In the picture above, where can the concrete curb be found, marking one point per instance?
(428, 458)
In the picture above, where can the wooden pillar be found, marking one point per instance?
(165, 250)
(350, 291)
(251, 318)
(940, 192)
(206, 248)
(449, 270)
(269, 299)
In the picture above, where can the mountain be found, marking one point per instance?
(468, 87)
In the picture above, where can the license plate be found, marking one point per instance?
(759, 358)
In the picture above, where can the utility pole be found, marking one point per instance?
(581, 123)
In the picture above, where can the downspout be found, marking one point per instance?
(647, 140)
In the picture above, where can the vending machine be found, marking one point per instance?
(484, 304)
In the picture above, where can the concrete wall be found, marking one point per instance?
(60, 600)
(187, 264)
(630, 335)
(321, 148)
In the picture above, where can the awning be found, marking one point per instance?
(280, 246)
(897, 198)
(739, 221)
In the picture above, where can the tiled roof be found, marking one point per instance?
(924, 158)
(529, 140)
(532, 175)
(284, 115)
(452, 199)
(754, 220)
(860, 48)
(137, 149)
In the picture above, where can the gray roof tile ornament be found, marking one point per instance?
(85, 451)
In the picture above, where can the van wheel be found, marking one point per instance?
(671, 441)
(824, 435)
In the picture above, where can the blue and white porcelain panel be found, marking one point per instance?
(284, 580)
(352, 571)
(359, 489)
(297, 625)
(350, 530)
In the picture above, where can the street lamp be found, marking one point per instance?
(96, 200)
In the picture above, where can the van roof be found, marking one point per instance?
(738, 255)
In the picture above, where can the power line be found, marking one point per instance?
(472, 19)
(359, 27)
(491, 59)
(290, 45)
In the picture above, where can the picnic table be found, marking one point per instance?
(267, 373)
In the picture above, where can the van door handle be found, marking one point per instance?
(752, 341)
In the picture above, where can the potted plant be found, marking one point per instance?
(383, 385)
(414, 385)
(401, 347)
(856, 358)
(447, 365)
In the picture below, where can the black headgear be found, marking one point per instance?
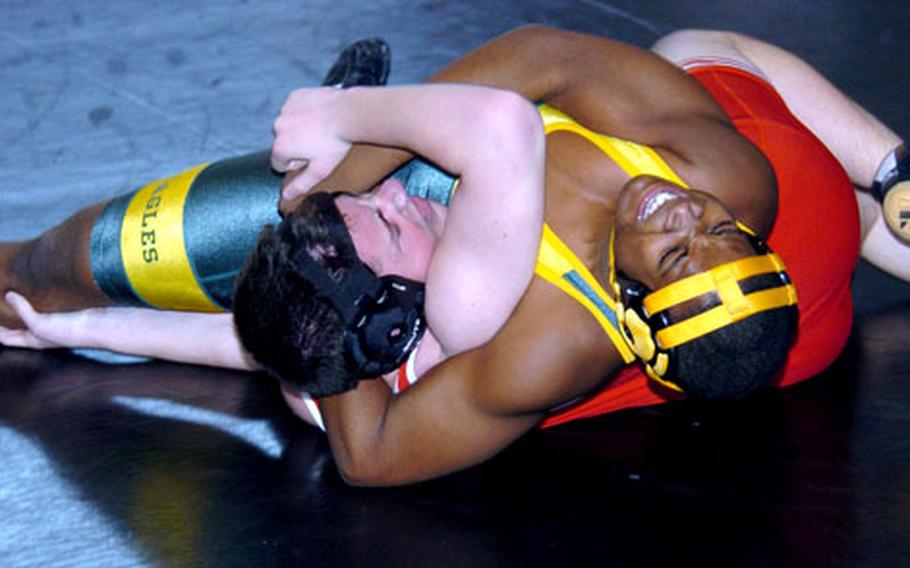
* * *
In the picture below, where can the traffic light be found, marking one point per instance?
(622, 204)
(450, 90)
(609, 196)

Requirement:
Give back, word for word, only the lines above from the line holding "In the picture above, where can the power" to the line holding "In the picture below, where can the black", both included.

Result:
In the picture above, where can the power line be found, marking one point per instance?
(472, 19)
(359, 27)
(491, 59)
(290, 45)
In the picture above, where can the picnic table be found, marking one point per instance?
(267, 373)
In the picture above, where can the van door handle be found, marking one point per instance?
(752, 341)
In the picture above, where can the potted plant be found, marking one point per instance?
(383, 385)
(414, 385)
(401, 347)
(856, 358)
(447, 365)
In the picture below, where can the black headgear be found, marking one point per instance?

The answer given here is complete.